▶ _Directions for this task_
Please give the rows from the line holding "Dear assistant, the user would like the blonde" through the last line of the rows, both included, as a numbered list without blank lines.

____________________

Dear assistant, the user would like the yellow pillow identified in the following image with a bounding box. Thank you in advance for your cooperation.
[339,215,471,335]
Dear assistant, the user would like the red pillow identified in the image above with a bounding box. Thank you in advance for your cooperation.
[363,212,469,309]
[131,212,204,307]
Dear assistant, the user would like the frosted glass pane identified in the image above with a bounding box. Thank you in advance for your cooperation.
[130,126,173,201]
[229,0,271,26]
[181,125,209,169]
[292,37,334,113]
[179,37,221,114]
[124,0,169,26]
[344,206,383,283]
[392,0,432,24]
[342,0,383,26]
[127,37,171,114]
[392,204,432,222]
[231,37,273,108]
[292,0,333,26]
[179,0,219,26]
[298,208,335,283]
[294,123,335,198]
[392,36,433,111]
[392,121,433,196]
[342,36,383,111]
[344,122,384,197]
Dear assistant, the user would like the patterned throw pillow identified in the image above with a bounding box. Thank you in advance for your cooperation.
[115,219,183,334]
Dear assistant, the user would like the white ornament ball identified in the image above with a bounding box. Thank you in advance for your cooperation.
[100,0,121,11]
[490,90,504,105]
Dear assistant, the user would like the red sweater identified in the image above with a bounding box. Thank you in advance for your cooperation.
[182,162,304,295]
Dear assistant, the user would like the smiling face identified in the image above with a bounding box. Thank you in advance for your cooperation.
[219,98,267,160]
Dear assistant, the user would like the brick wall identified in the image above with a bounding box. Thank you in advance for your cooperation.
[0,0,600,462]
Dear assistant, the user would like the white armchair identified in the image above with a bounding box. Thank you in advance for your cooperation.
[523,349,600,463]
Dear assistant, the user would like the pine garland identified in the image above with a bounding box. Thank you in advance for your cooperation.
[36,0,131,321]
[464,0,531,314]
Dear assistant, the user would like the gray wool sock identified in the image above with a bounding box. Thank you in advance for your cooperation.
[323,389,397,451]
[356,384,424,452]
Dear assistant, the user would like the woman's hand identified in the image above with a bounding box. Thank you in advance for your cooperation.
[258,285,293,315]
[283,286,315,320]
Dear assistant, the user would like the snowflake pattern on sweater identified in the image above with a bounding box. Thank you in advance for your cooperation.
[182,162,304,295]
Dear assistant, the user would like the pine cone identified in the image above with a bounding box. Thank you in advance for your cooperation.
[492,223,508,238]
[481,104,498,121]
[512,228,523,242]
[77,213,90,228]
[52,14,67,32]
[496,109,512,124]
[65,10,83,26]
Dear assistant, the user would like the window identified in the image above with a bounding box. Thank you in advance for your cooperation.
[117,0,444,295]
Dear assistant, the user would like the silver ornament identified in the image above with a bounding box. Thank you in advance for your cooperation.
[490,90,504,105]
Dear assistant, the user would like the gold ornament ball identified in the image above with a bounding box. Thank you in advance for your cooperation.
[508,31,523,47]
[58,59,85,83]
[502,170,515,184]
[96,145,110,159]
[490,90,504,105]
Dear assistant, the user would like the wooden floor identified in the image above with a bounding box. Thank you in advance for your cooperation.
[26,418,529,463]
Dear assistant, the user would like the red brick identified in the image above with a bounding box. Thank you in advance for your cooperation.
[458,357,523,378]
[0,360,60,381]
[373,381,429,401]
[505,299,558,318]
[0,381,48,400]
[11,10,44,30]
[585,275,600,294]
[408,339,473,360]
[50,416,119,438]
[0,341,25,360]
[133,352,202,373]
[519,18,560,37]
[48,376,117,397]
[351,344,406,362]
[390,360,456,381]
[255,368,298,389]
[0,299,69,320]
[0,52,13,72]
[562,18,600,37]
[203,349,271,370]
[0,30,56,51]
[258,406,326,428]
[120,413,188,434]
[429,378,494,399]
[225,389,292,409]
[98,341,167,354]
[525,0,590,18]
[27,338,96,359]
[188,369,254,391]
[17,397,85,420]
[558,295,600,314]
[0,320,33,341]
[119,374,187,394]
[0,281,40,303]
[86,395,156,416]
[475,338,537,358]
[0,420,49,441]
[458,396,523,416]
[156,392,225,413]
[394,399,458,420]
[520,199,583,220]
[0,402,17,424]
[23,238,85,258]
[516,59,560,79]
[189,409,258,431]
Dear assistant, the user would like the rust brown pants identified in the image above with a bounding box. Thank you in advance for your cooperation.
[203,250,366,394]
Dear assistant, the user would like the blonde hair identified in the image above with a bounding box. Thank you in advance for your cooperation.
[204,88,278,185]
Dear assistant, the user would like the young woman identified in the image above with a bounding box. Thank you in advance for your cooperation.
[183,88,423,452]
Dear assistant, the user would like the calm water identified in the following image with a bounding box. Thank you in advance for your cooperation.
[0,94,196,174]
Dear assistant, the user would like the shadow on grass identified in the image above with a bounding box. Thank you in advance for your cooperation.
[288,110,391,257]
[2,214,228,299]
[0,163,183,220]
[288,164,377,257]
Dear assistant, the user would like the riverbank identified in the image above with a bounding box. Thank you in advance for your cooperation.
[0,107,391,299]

____________________

▶ _Result below_
1. Dear assistant, the user would like the blonde hair identified in the image above with a bounding box. Thank you in advance for your cooperation.
2. [204,88,278,185]
3. Dear assistant, the user would like the young woman identified in the image above with a bounding box. Thank you in advance for your cooperation.
4. [183,88,423,452]
5. Dear assistant, the user would like the calm water identified in the following image with a bounding box. Thank you in advance for your cooperation.
6. [0,94,196,174]
7. Dear assistant, the user would like the shadow on grass identified in the image above with a bounding box. Thank you in advance for your cooperation.
8. [288,110,391,257]
9. [2,214,228,299]
10. [0,163,183,220]
11. [288,164,377,257]
12. Dear assistant, the user would like the riverbank identified in the image above with a bounding box. Thank you in advance for your cooperation.
13. [0,107,391,299]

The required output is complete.